--- WHAT TO WORK ON ---
Can you put the lines of the items below, from the line containing "Trace the outline of every instance of the wave" through the final line of the items, both included, into a Markdown table with the columns Row and Line? Number each row and leave out blank lines.

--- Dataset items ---

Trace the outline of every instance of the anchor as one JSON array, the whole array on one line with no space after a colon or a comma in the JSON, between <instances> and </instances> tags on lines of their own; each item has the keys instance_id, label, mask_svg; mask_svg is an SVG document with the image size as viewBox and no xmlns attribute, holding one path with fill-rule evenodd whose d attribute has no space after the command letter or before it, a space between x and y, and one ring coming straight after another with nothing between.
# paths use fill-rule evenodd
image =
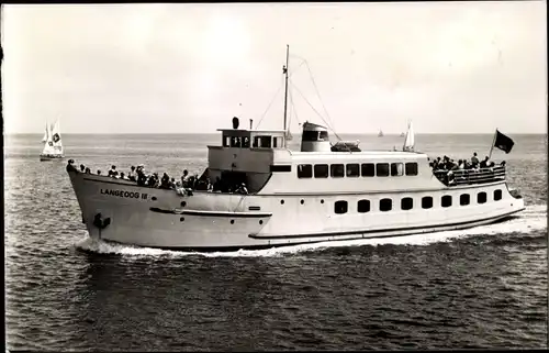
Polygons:
<instances>
[{"instance_id":1,"label":"anchor","mask_svg":"<svg viewBox=\"0 0 549 353\"><path fill-rule=\"evenodd\" d=\"M111 224L111 218L103 219L101 217L101 212L96 214L96 217L93 218L93 225L99 229L99 239L101 239L101 230L105 229L109 224Z\"/></svg>"}]
</instances>

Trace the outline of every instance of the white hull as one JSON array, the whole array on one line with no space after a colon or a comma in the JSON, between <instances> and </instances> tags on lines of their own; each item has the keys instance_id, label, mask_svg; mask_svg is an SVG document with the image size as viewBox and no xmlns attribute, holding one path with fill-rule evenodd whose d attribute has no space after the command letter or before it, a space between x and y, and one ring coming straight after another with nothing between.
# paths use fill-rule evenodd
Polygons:
<instances>
[{"instance_id":1,"label":"white hull","mask_svg":"<svg viewBox=\"0 0 549 353\"><path fill-rule=\"evenodd\" d=\"M65 156L63 155L40 155L40 161L41 162L44 162L44 161L61 161L63 158L65 158Z\"/></svg>"},{"instance_id":2,"label":"white hull","mask_svg":"<svg viewBox=\"0 0 549 353\"><path fill-rule=\"evenodd\" d=\"M183 197L175 190L105 176L69 175L90 236L163 249L255 249L408 235L488 224L524 210L523 199L513 197L505 181L407 192L243 196L194 191ZM493 199L496 189L502 190L497 201ZM481 191L488 194L488 201L479 205L477 194ZM471 203L459 206L459 196L466 192L471 195ZM452 196L452 207L440 206L442 195ZM422 209L424 196L433 197L433 208ZM404 197L414 198L416 207L401 210ZM380 211L382 198L394 199L394 210ZM357 212L361 199L370 200L369 212ZM348 202L347 213L334 213L338 200ZM94 224L98 213L110 224L103 229Z\"/></svg>"}]
</instances>

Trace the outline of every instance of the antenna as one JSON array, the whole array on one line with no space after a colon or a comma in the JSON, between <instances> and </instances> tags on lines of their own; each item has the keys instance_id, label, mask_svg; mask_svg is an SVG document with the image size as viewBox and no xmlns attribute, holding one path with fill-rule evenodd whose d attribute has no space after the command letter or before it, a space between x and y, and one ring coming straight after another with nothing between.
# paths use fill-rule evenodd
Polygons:
<instances>
[{"instance_id":1,"label":"antenna","mask_svg":"<svg viewBox=\"0 0 549 353\"><path fill-rule=\"evenodd\" d=\"M287 145L285 141L285 130L287 130L287 117L288 117L288 59L290 56L290 45L285 45L285 66L282 67L282 73L285 75L285 88L284 88L284 147Z\"/></svg>"}]
</instances>

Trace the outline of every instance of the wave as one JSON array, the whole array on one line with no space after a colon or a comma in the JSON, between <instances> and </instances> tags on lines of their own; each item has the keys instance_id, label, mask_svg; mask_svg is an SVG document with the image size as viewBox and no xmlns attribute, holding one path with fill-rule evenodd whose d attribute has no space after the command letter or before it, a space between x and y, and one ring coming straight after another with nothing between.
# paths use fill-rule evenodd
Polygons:
<instances>
[{"instance_id":1,"label":"wave","mask_svg":"<svg viewBox=\"0 0 549 353\"><path fill-rule=\"evenodd\" d=\"M289 245L282 247L273 247L267 250L239 250L235 252L183 252L168 251L152 247L141 247L123 244L108 243L102 240L97 240L88 236L87 232L75 247L97 253L97 254L116 254L123 256L137 257L181 257L181 256L204 256L204 257L272 257L298 254L301 252L311 252L315 250L324 250L327 247L343 246L378 246L378 245L428 245L439 242L451 242L456 239L462 239L474 235L497 235L508 233L523 233L547 230L547 205L534 205L527 207L518 217L504 222L475 227L467 230L444 231L425 234L401 235L382 239L360 239L337 242L321 242L313 244Z\"/></svg>"}]
</instances>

--- RESULT OF THE TASK ---
| Row | Line |
|---|---|
| 1 | Trace the outline of every instance of the wave as one JSON array, the whole array on one line with no space after a colon or a comma in the JSON, between <instances> and </instances> tags on lines of their own; each item has the keys instance_id, label, mask_svg; mask_svg is an SVG document with the image size as viewBox and no xmlns attribute, holding one path with fill-rule evenodd whose d attribute has no space after the command letter or before it, a space between x and y, and one ring coming straight after another with nothing between. |
| 2 | # paths use fill-rule evenodd |
| 3 | Polygons: |
| 4 | <instances> |
| 5 | [{"instance_id":1,"label":"wave","mask_svg":"<svg viewBox=\"0 0 549 353\"><path fill-rule=\"evenodd\" d=\"M289 245L282 247L273 247L267 250L239 250L235 252L183 252L168 251L152 247L141 247L123 244L108 243L102 240L97 240L88 236L87 232L75 247L97 253L97 254L116 254L123 256L137 257L181 257L181 256L204 256L204 257L272 257L298 254L301 252L311 252L315 250L324 250L327 247L343 246L378 246L378 245L428 245L439 242L451 242L456 239L462 239L474 235L497 235L508 233L523 233L547 230L547 205L534 205L527 207L518 217L504 222L475 227L467 230L444 231L425 234L401 235L382 239L360 239L337 242L321 242L313 244Z\"/></svg>"}] |
| 6 | </instances> |